WHAT NEEDS TO BE DONE:
What follows is a block of records; restate each one word for word.

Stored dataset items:
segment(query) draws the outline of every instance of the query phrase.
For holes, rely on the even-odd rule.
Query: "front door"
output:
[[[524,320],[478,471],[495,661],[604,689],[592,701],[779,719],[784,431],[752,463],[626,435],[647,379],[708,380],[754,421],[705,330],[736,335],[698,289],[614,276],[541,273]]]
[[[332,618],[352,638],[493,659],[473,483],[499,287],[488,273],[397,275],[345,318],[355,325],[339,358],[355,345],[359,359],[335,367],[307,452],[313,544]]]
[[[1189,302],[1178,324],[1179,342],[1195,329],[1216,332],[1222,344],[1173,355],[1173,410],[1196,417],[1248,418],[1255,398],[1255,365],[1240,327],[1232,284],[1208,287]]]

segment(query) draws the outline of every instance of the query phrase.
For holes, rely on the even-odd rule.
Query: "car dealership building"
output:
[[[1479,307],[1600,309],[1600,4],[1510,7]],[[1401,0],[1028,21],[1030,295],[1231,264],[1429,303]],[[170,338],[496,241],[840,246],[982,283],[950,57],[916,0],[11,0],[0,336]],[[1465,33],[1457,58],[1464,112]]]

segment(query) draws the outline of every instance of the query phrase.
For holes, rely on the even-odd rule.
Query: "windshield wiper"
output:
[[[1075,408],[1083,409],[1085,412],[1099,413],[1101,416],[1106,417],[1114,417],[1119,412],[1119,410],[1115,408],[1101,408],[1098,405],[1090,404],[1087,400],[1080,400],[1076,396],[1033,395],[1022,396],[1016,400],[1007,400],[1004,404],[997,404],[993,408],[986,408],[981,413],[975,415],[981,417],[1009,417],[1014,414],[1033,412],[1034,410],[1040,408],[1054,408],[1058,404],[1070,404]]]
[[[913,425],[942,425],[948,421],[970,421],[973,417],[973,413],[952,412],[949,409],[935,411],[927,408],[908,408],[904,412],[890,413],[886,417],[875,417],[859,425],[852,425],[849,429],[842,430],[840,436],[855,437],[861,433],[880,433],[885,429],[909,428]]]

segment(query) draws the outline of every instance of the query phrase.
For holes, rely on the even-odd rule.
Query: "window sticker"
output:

WRITTEN REPLY:
segment(query) draws the outline of every instance of the query phrase.
For holes, rely on the even-odd rule.
Query: "front door"
output:
[[[524,320],[478,471],[495,661],[604,689],[592,701],[779,719],[784,431],[752,463],[626,435],[647,379],[708,380],[754,421],[705,330],[736,335],[698,289],[614,276],[541,273]]]
[[[332,618],[352,638],[493,659],[473,483],[499,287],[488,273],[397,275],[345,318],[355,325],[339,358],[355,345],[359,359],[335,367],[307,452],[313,544]]]
[[[1189,302],[1178,324],[1179,342],[1195,329],[1216,332],[1222,344],[1173,355],[1173,410],[1196,417],[1248,418],[1255,398],[1255,365],[1240,327],[1232,284],[1208,287]]]

segment(query) draws the outline of every instance of the query phrase.
For holes, rely on the even-odd rule.
Query: "car dealership building"
output:
[[[1479,307],[1600,309],[1600,4],[1510,7]],[[1401,0],[1028,21],[1030,295],[1231,264],[1429,303]],[[170,338],[496,241],[840,246],[982,283],[950,57],[916,0],[11,0],[0,336]],[[1465,33],[1457,58],[1464,112]]]

segment(query) draws the outline of every instance of the query phrase.
For holes, rely on the even-odd rule.
Query: "windshield wiper"
output:
[[[1075,408],[1083,409],[1085,412],[1099,413],[1101,416],[1106,417],[1114,417],[1119,412],[1119,410],[1115,408],[1101,408],[1098,405],[1090,404],[1087,400],[1080,400],[1076,396],[1033,395],[1022,396],[1016,400],[1007,400],[1004,404],[997,404],[993,408],[986,408],[981,413],[975,415],[981,417],[1009,417],[1014,414],[1033,412],[1034,410],[1040,408],[1054,408],[1058,404],[1070,404]]]
[[[913,425],[942,425],[948,421],[970,421],[973,417],[973,413],[952,412],[949,409],[935,411],[927,408],[908,408],[904,412],[890,413],[886,417],[875,417],[859,425],[852,425],[849,429],[842,430],[840,436],[855,437],[861,433],[880,433],[885,429],[909,428]]]

segment(query) draws the outline of every instance of the query phrase.
For holes, rely on the even-odd rule.
Query: "window sticker"
output:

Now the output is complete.